**Exercise requirements:** Copy the records below from the line containing "water reflection |" through the line containing "[[[109,66],[97,66],[96,83],[70,83],[96,117],[99,124],[108,130]]]", both ends included and request text kept, shifting every coordinate in the answers by -49.
--- START OF Materials provided ---
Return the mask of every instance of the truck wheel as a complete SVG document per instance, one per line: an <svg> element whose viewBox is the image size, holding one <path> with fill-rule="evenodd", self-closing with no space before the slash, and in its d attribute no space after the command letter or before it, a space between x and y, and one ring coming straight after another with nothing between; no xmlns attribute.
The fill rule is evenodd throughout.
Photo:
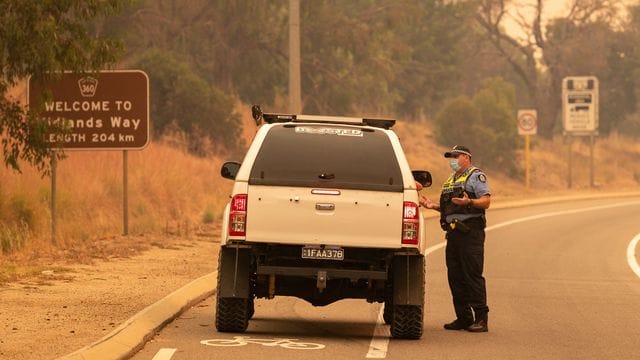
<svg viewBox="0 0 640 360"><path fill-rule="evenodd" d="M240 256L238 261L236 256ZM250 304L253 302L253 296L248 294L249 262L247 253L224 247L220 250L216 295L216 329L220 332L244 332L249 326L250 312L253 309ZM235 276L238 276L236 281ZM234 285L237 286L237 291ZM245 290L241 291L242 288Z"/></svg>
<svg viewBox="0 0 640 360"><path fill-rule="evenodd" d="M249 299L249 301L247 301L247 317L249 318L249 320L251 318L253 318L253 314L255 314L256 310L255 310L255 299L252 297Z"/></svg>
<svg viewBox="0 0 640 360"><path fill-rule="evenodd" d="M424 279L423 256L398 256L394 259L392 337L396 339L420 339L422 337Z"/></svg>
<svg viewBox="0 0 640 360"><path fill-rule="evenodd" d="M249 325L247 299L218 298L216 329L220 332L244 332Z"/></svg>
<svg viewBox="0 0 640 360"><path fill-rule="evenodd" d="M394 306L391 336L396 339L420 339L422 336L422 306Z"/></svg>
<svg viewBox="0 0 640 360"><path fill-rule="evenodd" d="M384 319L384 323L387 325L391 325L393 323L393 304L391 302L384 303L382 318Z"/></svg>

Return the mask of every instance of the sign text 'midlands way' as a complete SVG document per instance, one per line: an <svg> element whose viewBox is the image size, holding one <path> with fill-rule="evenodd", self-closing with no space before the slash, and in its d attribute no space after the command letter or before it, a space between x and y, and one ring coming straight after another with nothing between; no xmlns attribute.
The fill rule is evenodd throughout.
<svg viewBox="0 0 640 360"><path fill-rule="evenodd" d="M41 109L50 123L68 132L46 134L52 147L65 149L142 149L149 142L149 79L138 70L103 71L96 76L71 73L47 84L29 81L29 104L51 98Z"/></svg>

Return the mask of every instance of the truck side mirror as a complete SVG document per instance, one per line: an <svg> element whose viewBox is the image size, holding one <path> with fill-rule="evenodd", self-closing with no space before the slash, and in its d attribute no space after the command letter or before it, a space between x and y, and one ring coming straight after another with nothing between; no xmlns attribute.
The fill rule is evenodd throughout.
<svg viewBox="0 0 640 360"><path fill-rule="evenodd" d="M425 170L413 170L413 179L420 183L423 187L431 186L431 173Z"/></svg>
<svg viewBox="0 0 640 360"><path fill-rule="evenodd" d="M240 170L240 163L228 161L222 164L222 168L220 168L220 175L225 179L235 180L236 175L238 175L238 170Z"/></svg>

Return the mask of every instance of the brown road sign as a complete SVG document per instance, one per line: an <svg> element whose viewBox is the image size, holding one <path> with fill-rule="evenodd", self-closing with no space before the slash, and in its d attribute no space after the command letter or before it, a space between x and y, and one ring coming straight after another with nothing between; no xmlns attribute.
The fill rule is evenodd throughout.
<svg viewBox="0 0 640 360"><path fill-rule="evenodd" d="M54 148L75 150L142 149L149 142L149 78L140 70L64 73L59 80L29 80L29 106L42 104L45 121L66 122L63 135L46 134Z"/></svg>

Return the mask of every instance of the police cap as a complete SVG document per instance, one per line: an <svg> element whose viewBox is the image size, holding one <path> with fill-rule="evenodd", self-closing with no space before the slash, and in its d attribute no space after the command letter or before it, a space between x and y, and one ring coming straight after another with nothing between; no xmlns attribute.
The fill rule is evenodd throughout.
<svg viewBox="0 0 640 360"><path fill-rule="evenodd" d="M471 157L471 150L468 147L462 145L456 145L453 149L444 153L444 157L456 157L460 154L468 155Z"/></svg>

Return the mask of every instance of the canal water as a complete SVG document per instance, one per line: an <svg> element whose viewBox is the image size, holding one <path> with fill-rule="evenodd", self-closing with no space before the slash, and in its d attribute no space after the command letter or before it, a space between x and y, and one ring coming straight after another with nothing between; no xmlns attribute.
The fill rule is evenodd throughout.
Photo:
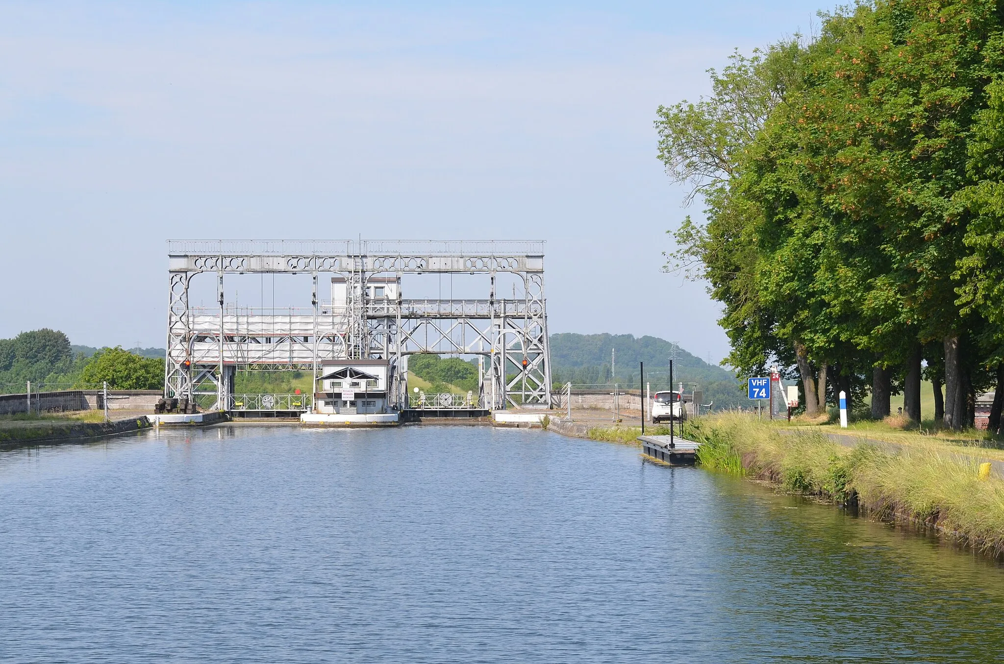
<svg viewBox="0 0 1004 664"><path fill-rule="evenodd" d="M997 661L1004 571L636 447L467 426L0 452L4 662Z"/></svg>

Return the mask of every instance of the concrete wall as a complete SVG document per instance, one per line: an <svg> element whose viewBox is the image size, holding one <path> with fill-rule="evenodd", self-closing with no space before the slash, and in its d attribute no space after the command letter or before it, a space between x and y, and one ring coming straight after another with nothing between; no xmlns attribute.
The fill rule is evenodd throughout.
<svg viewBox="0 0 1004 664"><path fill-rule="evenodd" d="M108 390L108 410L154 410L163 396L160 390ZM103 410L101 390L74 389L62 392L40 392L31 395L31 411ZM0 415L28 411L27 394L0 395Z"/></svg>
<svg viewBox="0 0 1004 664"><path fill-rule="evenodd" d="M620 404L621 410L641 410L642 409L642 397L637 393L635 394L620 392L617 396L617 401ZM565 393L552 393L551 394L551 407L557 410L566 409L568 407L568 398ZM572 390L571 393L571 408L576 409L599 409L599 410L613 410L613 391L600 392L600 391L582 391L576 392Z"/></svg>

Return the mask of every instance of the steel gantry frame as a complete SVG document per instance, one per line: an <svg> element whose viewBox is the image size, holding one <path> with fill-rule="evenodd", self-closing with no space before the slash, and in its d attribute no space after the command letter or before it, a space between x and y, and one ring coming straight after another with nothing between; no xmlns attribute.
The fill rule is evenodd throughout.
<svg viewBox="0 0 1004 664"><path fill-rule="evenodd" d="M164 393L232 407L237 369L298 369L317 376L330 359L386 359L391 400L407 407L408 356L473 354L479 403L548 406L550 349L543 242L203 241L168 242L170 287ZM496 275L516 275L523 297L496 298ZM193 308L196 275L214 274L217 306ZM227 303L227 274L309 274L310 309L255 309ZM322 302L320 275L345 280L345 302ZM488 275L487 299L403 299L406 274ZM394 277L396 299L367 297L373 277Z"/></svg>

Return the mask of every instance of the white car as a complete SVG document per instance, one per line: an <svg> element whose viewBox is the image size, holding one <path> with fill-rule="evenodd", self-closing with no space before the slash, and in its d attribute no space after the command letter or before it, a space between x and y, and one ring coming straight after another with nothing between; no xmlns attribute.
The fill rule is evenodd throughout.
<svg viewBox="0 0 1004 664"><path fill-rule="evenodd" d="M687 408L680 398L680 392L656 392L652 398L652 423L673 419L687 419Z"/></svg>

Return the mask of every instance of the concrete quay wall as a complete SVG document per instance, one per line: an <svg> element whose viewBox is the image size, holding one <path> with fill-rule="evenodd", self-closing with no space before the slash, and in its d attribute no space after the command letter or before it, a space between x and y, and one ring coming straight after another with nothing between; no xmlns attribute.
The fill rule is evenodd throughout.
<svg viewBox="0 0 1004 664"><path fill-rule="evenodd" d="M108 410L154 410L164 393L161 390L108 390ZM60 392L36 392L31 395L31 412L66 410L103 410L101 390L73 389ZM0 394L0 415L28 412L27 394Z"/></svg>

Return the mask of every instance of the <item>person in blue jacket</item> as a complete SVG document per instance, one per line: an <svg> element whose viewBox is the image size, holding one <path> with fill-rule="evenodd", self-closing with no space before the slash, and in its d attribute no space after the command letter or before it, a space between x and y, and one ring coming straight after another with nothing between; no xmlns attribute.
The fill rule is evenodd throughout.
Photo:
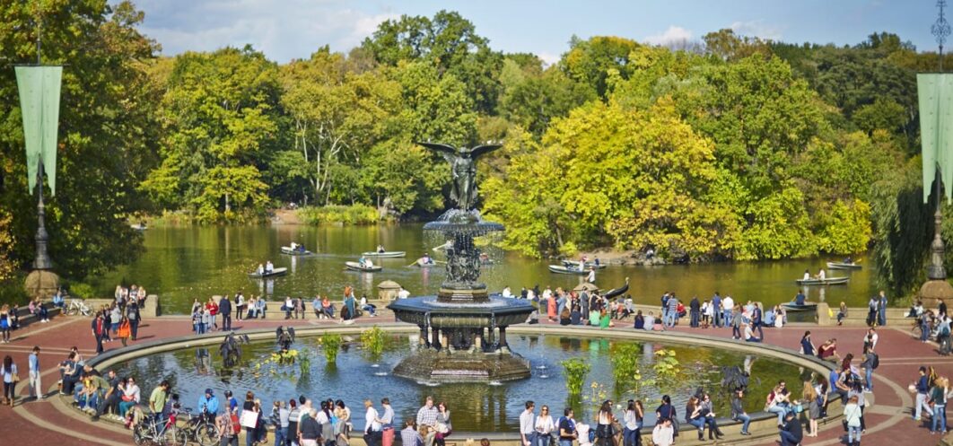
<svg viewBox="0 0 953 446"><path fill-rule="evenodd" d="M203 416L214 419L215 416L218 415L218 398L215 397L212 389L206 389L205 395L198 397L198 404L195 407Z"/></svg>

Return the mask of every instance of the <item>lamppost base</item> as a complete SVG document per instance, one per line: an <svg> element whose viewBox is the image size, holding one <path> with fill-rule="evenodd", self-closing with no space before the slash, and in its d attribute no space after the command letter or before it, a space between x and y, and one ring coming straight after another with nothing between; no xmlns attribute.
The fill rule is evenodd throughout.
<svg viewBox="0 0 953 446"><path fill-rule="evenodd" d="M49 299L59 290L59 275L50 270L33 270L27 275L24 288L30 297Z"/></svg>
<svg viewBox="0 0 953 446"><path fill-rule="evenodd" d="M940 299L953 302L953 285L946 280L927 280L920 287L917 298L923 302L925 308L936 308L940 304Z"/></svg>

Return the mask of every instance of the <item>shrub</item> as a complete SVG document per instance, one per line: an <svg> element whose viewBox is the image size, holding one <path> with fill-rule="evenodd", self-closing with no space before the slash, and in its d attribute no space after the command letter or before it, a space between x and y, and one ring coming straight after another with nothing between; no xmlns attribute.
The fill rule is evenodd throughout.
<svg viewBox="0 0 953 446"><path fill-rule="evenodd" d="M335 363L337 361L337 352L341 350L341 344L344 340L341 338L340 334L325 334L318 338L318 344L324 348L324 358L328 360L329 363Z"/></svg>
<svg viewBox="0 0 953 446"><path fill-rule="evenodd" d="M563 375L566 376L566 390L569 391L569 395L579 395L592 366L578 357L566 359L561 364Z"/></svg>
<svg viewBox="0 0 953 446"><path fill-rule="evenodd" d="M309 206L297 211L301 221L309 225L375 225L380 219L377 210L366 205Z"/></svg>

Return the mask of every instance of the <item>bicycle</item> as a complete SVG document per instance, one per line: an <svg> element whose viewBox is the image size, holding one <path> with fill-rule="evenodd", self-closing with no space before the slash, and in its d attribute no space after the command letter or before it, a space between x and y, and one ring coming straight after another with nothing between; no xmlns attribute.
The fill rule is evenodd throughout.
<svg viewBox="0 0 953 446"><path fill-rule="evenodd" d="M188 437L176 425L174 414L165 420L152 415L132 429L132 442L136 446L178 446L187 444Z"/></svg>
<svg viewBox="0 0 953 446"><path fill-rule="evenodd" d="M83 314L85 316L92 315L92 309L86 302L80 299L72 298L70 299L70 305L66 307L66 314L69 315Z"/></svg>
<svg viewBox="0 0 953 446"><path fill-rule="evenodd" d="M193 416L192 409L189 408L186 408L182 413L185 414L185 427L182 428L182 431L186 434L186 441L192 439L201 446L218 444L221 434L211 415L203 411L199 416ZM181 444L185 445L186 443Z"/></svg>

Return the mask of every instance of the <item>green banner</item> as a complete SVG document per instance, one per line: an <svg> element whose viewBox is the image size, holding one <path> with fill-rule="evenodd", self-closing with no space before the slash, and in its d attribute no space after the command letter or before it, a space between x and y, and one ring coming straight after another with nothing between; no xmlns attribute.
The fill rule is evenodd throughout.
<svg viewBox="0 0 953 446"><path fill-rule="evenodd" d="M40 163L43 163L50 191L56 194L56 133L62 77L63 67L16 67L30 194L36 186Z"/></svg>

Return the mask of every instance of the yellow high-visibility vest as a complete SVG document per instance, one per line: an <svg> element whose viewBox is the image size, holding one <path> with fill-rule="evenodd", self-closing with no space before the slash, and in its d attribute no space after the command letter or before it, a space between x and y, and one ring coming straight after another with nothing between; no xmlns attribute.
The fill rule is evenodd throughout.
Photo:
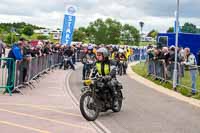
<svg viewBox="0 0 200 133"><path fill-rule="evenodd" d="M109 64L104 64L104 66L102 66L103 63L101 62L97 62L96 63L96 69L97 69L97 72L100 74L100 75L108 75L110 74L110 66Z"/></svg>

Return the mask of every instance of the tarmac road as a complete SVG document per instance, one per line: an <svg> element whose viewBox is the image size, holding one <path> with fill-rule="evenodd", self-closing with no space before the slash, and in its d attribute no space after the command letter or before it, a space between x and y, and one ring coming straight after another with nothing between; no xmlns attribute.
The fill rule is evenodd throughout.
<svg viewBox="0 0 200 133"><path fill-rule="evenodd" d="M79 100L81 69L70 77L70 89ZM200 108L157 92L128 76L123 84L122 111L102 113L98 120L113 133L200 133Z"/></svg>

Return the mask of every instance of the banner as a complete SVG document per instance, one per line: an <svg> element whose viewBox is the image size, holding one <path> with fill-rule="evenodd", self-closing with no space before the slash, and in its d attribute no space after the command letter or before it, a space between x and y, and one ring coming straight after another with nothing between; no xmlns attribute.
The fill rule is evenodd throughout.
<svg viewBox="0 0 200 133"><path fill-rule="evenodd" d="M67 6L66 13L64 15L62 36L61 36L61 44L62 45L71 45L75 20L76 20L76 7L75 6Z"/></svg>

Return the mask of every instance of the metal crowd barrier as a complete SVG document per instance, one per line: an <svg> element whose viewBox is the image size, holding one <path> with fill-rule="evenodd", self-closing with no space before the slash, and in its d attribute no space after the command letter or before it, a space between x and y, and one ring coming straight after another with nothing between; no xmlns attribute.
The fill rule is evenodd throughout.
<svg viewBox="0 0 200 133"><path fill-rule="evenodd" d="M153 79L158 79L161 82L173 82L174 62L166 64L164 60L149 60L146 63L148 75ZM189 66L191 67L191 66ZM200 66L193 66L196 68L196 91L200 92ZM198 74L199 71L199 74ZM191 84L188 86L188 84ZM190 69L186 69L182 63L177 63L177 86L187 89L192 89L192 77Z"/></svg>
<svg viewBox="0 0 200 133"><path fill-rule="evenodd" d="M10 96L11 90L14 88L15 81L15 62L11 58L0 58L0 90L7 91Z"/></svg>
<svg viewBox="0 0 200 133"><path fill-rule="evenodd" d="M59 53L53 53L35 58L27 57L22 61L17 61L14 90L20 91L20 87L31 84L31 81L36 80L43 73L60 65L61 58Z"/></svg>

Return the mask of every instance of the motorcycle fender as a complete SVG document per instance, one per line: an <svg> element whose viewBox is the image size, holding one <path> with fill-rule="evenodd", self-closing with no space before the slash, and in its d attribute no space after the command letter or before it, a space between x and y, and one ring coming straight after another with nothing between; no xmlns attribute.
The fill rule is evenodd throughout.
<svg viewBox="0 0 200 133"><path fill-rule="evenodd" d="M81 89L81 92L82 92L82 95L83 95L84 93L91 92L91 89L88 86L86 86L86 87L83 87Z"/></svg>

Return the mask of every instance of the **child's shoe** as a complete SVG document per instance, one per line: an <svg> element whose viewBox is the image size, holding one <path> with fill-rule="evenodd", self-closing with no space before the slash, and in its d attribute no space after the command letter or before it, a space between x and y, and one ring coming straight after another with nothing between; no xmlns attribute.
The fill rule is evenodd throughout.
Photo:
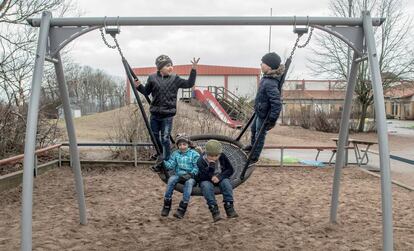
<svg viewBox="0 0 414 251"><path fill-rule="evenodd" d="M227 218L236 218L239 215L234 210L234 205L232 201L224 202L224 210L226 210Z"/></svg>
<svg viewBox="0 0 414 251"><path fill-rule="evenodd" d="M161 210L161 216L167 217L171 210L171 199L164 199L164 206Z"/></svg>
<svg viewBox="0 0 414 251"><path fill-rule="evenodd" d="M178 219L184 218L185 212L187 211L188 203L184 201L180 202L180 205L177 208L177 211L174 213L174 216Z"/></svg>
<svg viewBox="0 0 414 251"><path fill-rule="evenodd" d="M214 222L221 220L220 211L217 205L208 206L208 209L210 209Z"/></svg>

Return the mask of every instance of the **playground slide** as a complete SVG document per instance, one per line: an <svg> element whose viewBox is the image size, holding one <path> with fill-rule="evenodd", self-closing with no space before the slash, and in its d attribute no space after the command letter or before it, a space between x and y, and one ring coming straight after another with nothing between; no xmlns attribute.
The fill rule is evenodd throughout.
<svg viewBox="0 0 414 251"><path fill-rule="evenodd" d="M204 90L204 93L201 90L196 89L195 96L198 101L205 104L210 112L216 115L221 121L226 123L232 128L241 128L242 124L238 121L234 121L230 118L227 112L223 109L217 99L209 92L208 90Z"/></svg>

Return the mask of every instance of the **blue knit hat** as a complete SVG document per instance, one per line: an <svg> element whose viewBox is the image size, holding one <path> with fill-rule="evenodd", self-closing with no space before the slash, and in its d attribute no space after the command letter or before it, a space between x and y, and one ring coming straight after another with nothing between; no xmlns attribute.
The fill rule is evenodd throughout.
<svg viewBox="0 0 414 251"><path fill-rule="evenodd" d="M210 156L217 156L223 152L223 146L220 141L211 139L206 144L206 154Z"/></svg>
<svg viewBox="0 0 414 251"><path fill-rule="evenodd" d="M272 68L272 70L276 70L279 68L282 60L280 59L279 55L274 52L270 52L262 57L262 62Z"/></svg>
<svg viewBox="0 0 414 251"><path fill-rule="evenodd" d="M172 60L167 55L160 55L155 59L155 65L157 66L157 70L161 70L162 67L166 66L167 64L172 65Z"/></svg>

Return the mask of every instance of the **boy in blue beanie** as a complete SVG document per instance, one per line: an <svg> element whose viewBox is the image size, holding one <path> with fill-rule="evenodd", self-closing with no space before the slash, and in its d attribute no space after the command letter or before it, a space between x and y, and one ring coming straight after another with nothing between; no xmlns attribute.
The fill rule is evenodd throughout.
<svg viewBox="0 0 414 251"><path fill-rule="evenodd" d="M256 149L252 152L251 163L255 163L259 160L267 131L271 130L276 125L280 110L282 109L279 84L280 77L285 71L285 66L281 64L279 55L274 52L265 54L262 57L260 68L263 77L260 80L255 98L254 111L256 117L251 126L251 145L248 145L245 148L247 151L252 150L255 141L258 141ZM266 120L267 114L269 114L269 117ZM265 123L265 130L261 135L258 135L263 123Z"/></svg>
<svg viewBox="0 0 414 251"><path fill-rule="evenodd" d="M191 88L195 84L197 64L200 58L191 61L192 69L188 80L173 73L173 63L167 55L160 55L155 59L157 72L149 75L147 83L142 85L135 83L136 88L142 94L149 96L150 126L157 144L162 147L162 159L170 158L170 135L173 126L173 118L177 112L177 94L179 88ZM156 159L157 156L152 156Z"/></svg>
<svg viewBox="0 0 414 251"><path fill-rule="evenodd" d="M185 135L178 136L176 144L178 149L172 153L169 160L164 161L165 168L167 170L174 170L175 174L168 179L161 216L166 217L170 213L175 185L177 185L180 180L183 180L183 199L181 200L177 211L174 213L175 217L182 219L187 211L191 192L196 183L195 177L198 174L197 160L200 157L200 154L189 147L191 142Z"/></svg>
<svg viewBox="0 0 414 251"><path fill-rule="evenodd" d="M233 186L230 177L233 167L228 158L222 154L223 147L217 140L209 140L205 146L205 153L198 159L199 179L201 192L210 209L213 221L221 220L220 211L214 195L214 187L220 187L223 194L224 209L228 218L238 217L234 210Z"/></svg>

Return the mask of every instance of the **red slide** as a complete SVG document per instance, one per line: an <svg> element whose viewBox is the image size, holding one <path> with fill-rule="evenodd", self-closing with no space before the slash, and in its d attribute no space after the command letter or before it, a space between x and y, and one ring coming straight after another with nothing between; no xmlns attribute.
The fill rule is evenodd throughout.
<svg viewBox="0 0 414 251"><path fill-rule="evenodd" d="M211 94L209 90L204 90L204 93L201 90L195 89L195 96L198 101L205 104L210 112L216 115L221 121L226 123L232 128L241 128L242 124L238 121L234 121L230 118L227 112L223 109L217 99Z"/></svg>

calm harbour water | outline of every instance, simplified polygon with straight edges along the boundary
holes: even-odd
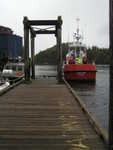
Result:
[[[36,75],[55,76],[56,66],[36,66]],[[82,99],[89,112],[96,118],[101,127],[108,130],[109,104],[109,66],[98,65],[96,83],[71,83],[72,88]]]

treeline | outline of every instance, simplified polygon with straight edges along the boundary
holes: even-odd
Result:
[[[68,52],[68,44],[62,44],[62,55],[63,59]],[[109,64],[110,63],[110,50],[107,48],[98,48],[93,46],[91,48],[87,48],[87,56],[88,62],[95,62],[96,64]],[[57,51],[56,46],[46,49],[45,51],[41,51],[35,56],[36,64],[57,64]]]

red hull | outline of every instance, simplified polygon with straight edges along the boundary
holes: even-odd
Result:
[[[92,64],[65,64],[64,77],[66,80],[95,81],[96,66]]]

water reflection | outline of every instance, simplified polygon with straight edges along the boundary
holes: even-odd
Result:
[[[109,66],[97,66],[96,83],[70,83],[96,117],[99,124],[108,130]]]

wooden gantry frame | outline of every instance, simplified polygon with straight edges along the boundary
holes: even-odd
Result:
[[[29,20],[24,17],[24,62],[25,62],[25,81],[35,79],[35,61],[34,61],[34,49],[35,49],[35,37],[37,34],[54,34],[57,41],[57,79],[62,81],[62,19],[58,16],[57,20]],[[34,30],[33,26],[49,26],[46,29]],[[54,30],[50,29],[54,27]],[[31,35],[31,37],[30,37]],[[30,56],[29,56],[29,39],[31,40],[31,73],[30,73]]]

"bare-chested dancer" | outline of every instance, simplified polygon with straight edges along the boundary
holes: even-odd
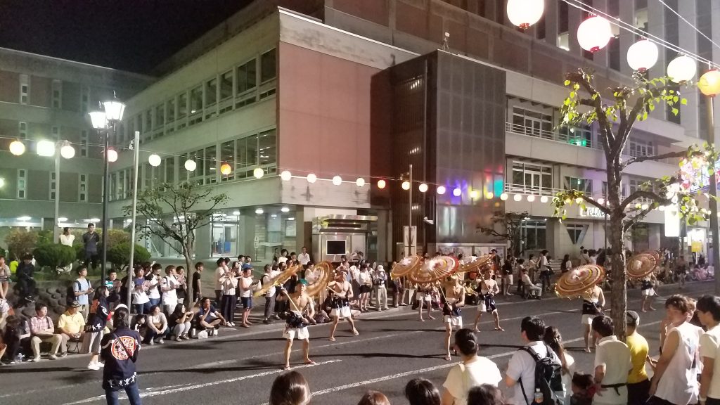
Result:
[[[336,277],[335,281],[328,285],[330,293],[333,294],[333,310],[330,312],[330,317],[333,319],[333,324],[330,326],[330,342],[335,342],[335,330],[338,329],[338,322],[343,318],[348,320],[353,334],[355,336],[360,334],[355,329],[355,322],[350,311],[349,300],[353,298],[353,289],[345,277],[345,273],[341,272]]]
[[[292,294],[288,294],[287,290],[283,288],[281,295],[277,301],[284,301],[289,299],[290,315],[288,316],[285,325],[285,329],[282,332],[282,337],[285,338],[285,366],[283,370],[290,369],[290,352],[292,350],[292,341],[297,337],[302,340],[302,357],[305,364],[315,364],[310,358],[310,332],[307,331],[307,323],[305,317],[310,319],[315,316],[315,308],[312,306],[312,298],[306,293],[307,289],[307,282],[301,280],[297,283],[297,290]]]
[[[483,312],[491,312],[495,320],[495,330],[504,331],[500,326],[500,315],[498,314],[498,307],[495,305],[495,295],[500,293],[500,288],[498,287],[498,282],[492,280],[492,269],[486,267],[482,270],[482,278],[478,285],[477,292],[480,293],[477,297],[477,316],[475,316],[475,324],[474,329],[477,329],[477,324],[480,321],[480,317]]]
--- END OF Materials provided ---
**Result of the task:**
water reflection | outline of every instance, simplified polygon with straight edges along the boundary
holes: even-odd
Result:
[[[60,17],[48,17],[47,34],[21,34],[47,68],[50,75],[59,81]]]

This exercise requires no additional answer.